─── EXCERTO PARA LEITURA
De acordo com o raciocínio atrás desenvolvido não é de
resgate que parece tratar-se quando os Fundos de Estabilidade financiam
operações no mercado da dívida. É verdade que a intervenção no mercado
secundário da dívida é um apoio ao Estados em causa, mas essas intervenções não
impõem nenhum plano de austeridade. Com efeito, se quem possui os títulos e
deles se quer libertar encontra com facilidade quem lhos compre, isso significa
que nesse mercado a taxa de juro em vez de aumentar, deve diminuir.
Pergunta-se: porque é que para a Grécia, Irlanda e Portugal é
distribuído um prato de lentilhas e para a Espanha e Itália frango da perna? É
o tamanho, é o tamanho, meus senhores! Não estou a falar, necessariamente de
tamanho físico ou geográfico. Poder-se-á, ainda argumentar que as situações não
são idênticas.
Argumento falso. Em Portugal, por ex., em 2011 o deficit
público foi estimado em 4,2 do PIB e a dívida pública em 107,8 %, também do
PIB. Em 2008 era de 71,6%, em 2009 de 83,1 e em 2010 de 93,3 %. Seria bom que
nos interrogássemos porque é que o crescimento da dívida se deve ao crescimento
dos juros que lhe estão associados e sobre as razões porque é que tal acontece.
Na União Monetária, quando a capacidade de reembolso da
dívida é posta em causa, faz toda a diferença, ser pequeno ou ser grande. É o
mesmo que quando estamos perante uma gangrena; o corpo todo estremece de modo
diferente consoante a perspetiva é cortar um dedo ou cortar a perna toda.
Não há dúvida de que a insolvência põe em causa os
fundamentos da existência da moeda única, mas é claro que essa situação é
diferente conforme se trata de um país grande ou pequeno. Evidentemente que ela não
deveria existir no seio de uma verdadeira União Monetária porque, se houvesse riscos
de acontecer, os países se deveriam socorrer uns aos outros, tal como se verifica com
as várias regiões de um país em que existem capacidades de solvabilidade
diferentes.
Como é que alguém poderá ter pensado que iria haver em
Espanha e na Itália, uma troika como
houve em Portugal? Tratar estes dois países, do mesmo modo que
se tratou dos três iniciais, lançaria o pânico no mercado financeiro, não do
lado dos investidores (porque esses arranjarão, sempre, como se tem visto,
maneira de garantir o seu), mas do lado de quem aí coloca dívida, ou pode vir a colocar, e não tem
possibilidade de com aqueles medir forças.
──────
*INSTRUÇÃO 1*.
Transcreva do texto sobre a dívida na União Monetária o trecho que começa em "De acordo com" e termina em "aumentar, deve diminuir.".
*INSTRUÇÃO 2*.
Dê seguimento ao texto sobre a dívida na União Monetária, retomando-o logo depois da última frase apresentada.
─── EXCERTOS DE DADOS
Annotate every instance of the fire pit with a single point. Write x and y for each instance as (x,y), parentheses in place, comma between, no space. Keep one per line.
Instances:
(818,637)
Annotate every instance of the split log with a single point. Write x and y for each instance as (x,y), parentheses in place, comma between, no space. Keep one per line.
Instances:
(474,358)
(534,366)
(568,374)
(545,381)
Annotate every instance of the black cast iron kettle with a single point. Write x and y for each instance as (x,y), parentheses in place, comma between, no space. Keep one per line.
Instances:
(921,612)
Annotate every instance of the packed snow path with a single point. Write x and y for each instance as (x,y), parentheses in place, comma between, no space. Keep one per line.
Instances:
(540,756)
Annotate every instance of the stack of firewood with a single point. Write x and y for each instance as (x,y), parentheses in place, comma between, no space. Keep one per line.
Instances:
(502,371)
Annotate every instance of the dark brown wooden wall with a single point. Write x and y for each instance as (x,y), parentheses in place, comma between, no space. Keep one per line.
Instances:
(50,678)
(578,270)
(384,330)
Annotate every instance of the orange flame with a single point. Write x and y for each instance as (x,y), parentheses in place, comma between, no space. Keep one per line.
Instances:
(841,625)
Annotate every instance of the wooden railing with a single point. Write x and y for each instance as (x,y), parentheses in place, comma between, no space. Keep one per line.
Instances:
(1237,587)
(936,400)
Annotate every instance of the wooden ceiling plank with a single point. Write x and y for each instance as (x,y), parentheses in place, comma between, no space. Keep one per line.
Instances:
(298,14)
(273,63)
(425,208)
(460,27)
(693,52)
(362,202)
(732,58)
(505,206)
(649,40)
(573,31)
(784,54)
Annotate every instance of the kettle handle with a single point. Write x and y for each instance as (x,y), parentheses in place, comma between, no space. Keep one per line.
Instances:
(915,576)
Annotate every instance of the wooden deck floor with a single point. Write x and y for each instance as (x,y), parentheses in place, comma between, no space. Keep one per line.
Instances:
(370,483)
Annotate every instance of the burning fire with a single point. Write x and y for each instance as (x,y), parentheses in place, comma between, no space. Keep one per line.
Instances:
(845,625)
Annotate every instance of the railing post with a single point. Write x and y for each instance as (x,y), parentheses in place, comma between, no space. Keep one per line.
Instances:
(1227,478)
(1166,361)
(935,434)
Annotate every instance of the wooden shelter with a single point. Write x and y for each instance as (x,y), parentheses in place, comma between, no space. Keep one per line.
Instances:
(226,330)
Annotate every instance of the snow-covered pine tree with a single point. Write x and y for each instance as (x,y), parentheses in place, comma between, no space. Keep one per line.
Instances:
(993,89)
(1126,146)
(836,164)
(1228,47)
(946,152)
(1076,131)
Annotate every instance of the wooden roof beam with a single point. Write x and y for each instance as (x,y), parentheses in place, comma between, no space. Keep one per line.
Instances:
──────
*RESPOSTA 1*.
De acordo com o raciocínio atrás desenvolvido não é de
resgate que parece tratar-se quando os Fundos de Estabilidade financiam
operações no mercado da dívida. É verdade que a intervenção no mercado
secundário da dívida é um apoio ao Estados em causa, mas essas intervenções não
impõem nenhum plano de austeridade. Com efeito, se quem possui os títulos e
deles se quer libertar encontra com facilidade quem lhos compre, isso significa
que nesse mercado a taxa de juro em vez de aumentar, deve diminuir.

*RESPOSTA 2*.
De algum modo este novo figurino já estava a ser prefigurado
com o anúncio do “resgate” aos bancos espanhóis. Não se foi diretamente à
dívida pública, foi-se aos bancos, em primeiro lugar, procurando, desse modo,
proteger a sustentabilidade do “Reino de Sua Majestade”, embora tendo como
garante o Estado. Trata-se, por isso, de dívida soberana, mas não foi anunciado nenhum programa de austeridade, talvez porque os bancos fazem parte
da família.
E não há outras soluções? Claro que há, mas para isso seria
necessário que se superasse a escassez de vistas dominante, revendo o Tratado
de Maastricht e tornando viável a intervenção do Banco Central Europeu no
mercado primário, comprando e vendendo dívida aos Estados, como em grande medida
acontecia com os Bancos Centrais de cada um dos países, antes de os Estados do
euro terem abdicado das suas competências monetárias a favor do Banco Central
Europeu. Deu-se com uma mão e, em retorno, não se obteve nada, nem com essa
mão, nem com a outra.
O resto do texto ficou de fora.